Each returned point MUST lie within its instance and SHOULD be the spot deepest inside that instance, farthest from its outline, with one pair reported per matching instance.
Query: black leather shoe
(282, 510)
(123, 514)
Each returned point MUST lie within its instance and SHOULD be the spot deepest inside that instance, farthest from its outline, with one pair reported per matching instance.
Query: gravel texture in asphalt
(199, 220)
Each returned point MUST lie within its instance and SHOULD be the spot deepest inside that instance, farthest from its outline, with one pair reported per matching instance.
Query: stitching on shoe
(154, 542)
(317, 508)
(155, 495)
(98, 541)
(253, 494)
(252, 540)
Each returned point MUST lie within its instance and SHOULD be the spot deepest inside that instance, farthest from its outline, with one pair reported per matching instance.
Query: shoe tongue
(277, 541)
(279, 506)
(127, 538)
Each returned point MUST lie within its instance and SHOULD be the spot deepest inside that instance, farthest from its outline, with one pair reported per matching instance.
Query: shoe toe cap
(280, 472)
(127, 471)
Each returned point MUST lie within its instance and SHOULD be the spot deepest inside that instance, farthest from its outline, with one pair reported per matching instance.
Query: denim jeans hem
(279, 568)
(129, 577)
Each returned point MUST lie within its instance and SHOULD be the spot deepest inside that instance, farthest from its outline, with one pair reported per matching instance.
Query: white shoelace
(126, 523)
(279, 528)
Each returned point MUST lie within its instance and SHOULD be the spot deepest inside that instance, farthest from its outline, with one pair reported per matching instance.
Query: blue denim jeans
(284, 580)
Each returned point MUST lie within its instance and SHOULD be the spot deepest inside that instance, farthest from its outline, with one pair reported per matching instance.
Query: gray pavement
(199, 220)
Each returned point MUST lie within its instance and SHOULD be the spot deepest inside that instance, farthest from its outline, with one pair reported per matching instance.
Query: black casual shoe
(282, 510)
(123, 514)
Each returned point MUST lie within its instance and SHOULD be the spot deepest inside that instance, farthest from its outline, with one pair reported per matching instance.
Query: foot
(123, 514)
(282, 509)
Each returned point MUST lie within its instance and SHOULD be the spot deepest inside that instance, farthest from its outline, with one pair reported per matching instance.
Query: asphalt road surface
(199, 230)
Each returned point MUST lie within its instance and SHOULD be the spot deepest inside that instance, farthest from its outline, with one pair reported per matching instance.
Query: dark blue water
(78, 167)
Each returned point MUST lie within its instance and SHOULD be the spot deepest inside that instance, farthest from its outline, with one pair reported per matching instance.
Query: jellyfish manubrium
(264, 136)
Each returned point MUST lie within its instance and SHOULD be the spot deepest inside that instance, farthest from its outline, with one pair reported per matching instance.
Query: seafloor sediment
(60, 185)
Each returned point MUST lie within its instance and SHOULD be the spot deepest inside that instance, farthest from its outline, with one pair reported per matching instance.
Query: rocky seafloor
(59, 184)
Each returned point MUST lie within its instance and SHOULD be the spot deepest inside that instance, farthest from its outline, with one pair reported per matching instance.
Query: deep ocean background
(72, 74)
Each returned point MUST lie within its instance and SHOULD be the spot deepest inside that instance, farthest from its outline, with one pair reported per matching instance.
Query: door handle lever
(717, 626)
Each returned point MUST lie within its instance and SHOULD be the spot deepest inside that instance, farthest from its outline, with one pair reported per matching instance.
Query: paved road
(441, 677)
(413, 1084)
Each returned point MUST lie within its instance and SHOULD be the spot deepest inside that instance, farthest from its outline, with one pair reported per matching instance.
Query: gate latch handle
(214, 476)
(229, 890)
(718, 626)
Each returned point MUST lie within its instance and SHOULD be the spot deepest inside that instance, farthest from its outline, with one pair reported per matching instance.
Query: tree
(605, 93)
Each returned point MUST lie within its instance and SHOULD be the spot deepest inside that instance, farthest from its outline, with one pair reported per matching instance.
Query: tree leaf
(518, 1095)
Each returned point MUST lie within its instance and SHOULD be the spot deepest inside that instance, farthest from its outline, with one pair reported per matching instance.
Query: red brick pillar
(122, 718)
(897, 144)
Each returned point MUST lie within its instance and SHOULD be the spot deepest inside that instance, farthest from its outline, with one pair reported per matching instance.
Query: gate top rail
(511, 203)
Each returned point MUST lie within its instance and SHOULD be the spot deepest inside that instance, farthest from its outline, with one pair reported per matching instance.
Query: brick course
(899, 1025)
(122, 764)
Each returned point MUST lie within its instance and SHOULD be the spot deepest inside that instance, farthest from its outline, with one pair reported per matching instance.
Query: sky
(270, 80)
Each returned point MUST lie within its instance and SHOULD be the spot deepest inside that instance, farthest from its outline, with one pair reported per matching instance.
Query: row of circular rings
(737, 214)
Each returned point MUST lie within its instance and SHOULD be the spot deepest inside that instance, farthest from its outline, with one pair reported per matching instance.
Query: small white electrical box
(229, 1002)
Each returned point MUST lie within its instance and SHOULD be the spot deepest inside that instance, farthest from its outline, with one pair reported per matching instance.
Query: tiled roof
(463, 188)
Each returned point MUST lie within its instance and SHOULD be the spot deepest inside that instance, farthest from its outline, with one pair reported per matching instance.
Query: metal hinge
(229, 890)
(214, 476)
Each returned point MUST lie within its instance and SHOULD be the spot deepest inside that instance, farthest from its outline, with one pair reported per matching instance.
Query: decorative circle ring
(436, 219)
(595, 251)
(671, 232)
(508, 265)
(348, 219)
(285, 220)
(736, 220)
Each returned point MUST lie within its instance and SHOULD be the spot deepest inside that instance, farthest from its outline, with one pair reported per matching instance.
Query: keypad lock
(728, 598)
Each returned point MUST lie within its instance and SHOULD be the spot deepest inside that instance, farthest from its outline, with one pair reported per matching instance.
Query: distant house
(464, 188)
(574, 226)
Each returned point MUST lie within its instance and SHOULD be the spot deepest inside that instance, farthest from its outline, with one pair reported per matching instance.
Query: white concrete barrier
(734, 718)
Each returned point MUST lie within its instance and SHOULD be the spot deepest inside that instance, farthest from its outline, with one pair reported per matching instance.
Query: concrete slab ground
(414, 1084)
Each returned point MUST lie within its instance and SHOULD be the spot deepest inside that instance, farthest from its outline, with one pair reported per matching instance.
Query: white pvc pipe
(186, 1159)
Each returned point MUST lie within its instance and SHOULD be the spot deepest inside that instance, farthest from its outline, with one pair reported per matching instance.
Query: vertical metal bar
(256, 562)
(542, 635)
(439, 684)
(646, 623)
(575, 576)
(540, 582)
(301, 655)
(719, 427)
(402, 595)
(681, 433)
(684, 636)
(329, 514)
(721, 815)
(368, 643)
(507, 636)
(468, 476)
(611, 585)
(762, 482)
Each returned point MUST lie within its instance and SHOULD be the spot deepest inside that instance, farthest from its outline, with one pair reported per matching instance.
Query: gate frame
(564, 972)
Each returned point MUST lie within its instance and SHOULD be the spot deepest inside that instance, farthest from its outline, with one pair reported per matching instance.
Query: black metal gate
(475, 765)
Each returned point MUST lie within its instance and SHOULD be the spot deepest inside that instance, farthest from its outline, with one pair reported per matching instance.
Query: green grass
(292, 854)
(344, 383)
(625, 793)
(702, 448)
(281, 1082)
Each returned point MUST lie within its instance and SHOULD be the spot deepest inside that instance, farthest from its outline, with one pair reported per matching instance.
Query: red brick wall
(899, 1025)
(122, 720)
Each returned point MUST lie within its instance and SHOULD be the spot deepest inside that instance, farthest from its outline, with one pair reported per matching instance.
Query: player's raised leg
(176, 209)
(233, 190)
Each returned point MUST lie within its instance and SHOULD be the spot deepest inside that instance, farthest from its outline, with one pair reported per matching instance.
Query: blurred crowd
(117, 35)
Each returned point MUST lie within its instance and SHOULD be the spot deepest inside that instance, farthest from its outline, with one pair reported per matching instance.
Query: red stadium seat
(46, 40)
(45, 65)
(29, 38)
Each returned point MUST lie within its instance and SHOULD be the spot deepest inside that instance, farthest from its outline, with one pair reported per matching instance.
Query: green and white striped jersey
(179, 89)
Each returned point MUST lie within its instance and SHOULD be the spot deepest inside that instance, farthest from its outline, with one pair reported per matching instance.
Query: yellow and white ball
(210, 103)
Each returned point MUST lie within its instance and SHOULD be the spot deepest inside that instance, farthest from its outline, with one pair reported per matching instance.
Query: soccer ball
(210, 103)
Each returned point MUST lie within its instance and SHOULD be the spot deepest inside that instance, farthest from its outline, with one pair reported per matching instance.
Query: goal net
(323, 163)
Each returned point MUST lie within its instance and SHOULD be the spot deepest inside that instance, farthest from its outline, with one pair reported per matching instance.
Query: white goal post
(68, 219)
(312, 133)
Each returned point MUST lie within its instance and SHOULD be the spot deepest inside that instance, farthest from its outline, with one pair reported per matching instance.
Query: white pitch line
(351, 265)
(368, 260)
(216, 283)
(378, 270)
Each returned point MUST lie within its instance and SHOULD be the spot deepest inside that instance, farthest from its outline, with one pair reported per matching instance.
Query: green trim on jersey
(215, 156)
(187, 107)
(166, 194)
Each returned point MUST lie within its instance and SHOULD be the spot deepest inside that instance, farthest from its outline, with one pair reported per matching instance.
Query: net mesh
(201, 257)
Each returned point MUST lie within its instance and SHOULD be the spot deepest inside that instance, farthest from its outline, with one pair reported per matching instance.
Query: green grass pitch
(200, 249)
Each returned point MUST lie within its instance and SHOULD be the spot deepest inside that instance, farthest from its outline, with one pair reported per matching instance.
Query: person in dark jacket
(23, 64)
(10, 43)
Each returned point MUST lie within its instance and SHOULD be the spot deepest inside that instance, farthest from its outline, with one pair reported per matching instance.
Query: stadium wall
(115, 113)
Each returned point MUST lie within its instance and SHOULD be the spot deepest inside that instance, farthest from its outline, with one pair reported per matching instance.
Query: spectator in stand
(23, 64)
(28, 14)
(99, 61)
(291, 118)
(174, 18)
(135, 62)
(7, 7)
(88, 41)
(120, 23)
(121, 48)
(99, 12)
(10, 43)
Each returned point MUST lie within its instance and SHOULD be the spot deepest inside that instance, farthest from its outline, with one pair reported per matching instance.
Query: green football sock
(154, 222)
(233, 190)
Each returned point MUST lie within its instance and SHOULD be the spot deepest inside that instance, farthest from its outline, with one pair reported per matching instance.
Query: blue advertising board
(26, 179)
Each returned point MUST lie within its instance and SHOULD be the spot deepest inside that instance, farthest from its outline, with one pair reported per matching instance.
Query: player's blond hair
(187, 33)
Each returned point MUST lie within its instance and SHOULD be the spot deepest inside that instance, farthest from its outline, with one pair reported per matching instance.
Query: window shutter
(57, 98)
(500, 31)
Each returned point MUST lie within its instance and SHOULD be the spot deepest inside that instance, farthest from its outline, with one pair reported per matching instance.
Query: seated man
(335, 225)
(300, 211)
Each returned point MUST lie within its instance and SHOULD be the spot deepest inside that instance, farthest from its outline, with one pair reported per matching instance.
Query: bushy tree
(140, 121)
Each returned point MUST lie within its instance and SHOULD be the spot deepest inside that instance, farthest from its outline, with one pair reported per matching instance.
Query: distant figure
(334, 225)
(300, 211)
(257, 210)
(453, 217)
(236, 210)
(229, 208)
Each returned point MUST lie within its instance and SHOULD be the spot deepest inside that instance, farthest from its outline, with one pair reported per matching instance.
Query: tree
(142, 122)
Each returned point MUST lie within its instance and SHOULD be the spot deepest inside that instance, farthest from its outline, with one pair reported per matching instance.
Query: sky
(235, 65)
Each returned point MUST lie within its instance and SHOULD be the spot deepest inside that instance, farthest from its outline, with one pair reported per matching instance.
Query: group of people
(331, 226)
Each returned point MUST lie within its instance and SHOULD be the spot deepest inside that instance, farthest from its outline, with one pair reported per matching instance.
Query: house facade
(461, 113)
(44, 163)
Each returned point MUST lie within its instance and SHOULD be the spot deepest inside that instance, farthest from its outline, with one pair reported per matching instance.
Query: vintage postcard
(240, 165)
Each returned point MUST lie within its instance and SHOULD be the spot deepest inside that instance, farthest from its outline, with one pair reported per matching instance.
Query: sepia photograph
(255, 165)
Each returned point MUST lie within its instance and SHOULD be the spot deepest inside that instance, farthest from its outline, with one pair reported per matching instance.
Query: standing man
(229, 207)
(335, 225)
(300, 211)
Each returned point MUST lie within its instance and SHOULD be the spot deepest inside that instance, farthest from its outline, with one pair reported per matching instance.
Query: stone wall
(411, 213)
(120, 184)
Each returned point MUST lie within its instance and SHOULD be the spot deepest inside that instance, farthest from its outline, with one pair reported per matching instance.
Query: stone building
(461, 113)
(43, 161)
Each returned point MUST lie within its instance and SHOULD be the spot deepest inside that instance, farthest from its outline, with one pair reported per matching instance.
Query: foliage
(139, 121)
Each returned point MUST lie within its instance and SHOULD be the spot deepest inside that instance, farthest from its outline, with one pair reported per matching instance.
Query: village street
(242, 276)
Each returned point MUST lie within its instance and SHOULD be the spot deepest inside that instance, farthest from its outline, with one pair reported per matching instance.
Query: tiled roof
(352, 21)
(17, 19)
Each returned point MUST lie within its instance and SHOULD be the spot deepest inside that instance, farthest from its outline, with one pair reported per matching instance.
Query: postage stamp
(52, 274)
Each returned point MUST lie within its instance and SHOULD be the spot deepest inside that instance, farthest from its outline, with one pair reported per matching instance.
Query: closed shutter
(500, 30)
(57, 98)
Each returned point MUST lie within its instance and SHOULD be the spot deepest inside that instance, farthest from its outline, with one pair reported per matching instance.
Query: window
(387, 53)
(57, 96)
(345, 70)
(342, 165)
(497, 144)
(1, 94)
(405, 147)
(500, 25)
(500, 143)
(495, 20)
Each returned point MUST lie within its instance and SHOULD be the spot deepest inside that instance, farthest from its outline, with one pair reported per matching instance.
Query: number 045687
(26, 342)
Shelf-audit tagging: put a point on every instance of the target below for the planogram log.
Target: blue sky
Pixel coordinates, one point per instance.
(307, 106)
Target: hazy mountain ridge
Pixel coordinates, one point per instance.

——————

• [What needs to be done] The line containing "Query: number 045687" and every line after it, through the end of the records above: output exactly those, and nothing else.

• [Task answer]
Query: number 045687
(26, 342)
Shelf-audit tagging: put a point on every instance of the target below for the planogram log.
Target: blue sky
Pixel coordinates, one point per instance.
(307, 106)
Target: hazy mountain ridge
Pixel coordinates, one point per instance.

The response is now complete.